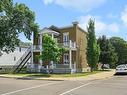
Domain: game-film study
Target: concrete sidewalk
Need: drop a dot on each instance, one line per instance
(101, 75)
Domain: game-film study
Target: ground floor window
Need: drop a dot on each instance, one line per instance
(66, 58)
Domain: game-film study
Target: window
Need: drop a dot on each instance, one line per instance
(66, 38)
(66, 58)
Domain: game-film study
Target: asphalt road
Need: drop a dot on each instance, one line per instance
(116, 85)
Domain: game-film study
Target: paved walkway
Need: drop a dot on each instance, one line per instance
(101, 75)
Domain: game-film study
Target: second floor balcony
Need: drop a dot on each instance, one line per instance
(68, 44)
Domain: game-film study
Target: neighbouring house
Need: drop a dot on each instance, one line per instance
(12, 57)
(71, 37)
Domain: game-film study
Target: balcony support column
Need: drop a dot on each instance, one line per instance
(70, 59)
(41, 47)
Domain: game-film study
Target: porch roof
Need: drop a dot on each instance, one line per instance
(48, 31)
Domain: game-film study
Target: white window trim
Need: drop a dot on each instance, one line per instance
(65, 38)
(65, 60)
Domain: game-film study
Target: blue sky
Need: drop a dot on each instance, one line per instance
(110, 15)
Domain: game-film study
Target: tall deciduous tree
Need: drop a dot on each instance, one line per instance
(107, 54)
(51, 50)
(93, 49)
(15, 19)
(121, 49)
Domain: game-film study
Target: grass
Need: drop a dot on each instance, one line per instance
(54, 75)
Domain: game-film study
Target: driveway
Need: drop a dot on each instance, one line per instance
(111, 86)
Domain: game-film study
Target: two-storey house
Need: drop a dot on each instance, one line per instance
(71, 37)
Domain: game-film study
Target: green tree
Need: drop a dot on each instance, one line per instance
(15, 19)
(93, 49)
(107, 54)
(51, 50)
(120, 48)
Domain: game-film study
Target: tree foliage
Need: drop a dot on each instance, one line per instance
(51, 51)
(93, 49)
(107, 54)
(121, 49)
(14, 19)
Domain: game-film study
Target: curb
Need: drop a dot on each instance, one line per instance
(89, 77)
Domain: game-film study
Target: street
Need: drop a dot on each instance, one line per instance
(116, 85)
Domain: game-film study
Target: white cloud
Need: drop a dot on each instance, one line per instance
(100, 26)
(80, 5)
(124, 16)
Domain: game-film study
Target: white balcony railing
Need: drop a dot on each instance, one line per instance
(70, 44)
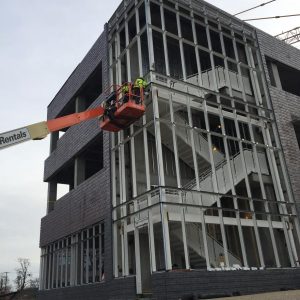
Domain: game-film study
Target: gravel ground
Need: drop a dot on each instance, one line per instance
(286, 295)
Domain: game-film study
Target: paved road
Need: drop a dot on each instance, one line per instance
(287, 295)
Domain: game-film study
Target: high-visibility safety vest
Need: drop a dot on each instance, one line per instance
(125, 88)
(140, 83)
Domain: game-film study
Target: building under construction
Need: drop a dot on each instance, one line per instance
(200, 196)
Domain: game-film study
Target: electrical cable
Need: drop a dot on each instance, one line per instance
(286, 31)
(275, 17)
(263, 4)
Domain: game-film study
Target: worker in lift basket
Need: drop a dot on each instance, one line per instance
(139, 83)
(125, 91)
(110, 106)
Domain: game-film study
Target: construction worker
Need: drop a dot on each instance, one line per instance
(140, 83)
(125, 91)
(110, 106)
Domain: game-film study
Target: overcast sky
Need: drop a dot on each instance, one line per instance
(41, 42)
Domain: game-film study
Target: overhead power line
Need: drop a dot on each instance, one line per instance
(275, 17)
(291, 36)
(263, 4)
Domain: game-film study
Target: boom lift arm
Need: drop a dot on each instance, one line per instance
(40, 130)
(121, 110)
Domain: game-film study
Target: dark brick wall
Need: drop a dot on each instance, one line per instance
(286, 106)
(68, 146)
(117, 289)
(173, 285)
(80, 75)
(90, 202)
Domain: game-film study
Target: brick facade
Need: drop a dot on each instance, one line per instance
(286, 105)
(90, 202)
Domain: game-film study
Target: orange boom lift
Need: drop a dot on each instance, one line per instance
(127, 108)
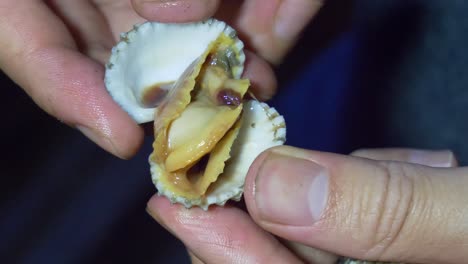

→ SET PROBLEM:
Gather every line of the records that contains the string "ground", matching case exactly, and copy each one out in full.

→ SOLUTION TO THE EXERCISE:
Target: ground floor window
Target: gravel ground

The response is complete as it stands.